# Hi Bretheren



## Matthew Thomas King (Dec 4, 2010)

My wife and i will soon be permanent residents and I'm so excited about beginning my traveling path in the great state of Texas!


----------



## Bro.BruceBenjamin (Dec 4, 2010)

Welcome to the forum.


----------



## Bro. Stewart P.M. (Dec 4, 2010)

Welcome Brother King!!

It is good to have you here with us at Masons of Texas!


----------



## RichardRLJ (Dec 4, 2010)

Greetings!  Glad to have you on the Forum!


----------



## poppatattoo (Dec 4, 2010)

Welcome, what part of the state are you coming to?


----------



## Bro. Brad Marrs (Dec 5, 2010)

Welcome aboard!


----------



## Matthew Thomas King (Dec 5, 2010)

I am living in Austin about three weeks out of the month and travel state-wide for business


----------



## Blake Bowden (Dec 6, 2010)

Welcome aboard!


----------



## mark! (Dec 7, 2010)

Welcome to the forums!


----------



## Botex (Dec 7, 2010)

Howdy MoT members. Having joined the site yesterday, this is my introduction. I am uninitiated but have felt drawn to Freemasonry for the 7 years or so that I have known about it. As a passionate individual seeking truth in all things, but recognizing that the Craft's integrity depends on some level of ambiguity, I want you all to know that I feel grateful to have found the MoT forum yesterday. Know that the impression it has made on me over the past 24 hours is a favorable one and that I appreciate the opportunity of acquaintance afforded by this forum and especially its atmosphere of candor. Thanks, and I am here for another day.


----------



## Dave in Waco (Dec 7, 2010)

Welcome to both of you brothers!!


----------



## Casey (Dec 11, 2010)

Welcome!


----------



## Hippie19950 (Dec 16, 2010)

Welcome Brother King. If traveling East on U.S. 79, there are few of us in Robertson County who will be more than happy to extend a hand to you.

_EXERCISE SET_
• a. Copy out the forum thread starting with "## Botex (Dec" and going on through "Waco (Dec 7, 2010)", renaming "candor" as "openness".
• b. In the forum thread, where does Matthew Thomas King say he lives for about three weeks of each month?
The entries after this forum thread come from a separate source.

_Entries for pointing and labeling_
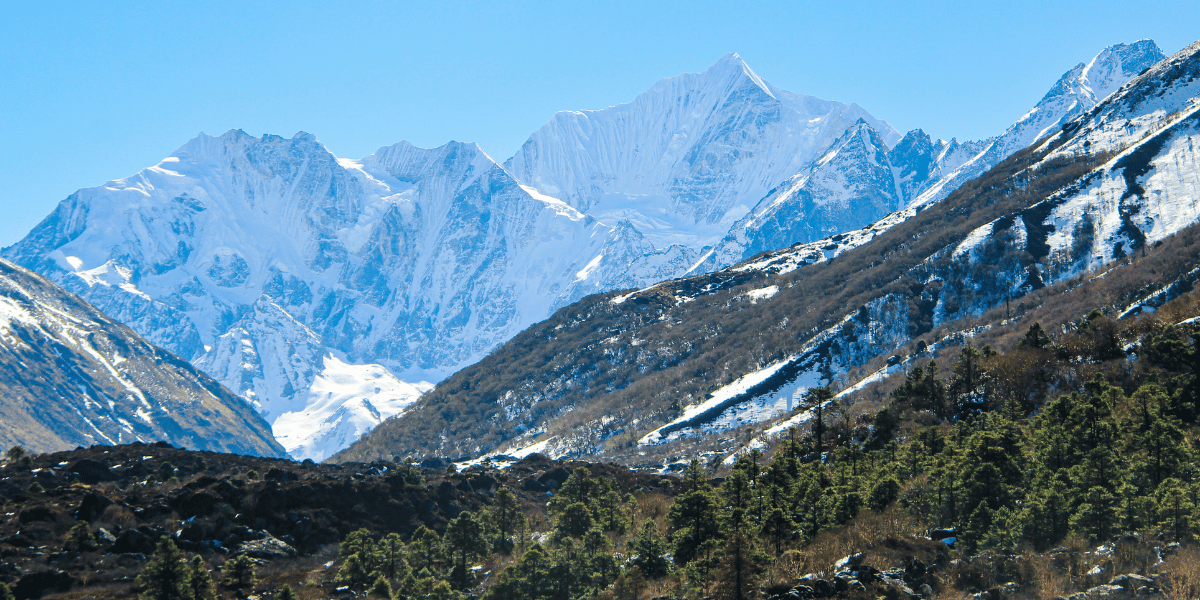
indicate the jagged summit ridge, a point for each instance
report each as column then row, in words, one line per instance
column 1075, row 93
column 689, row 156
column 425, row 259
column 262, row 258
* * *
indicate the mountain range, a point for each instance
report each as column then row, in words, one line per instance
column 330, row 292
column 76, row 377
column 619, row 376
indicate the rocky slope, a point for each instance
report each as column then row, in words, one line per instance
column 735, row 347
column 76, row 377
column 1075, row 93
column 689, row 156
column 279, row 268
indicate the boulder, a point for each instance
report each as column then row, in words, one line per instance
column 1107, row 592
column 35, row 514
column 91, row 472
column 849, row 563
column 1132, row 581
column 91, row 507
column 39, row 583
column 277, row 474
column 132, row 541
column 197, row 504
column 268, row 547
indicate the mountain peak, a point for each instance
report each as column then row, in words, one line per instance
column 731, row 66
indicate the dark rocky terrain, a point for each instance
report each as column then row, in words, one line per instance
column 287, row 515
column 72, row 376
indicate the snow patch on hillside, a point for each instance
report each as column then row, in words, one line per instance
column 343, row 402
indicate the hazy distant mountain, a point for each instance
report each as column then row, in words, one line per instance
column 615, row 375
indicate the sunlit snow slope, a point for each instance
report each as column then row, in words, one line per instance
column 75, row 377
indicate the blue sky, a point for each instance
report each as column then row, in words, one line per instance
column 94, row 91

_EXPECTED ANSWERS_
• a.
## Botex (Dec 7, 2010)

Howdy MoT members. Having joined the site yesterday, this is my introduction. I am uninitiated but have felt drawn to Freemasonry for the 7 years or so that I have known about it. As a passionate individual seeking truth in all things, but recognizing that the Craft's integrity depends on some level of ambiguity, I want you all to know that I feel grateful to have found the MoT forum yesterday. Know that the impression it has made on me over the past 24 hours is a favorable one and that I appreciate the opportunity of acquaintance afforded by this forum and especially its atmosphere of openness. Thanks, and I am here for another day.


----------



## Dave in Waco (Dec 7, 2010)

• b. Austin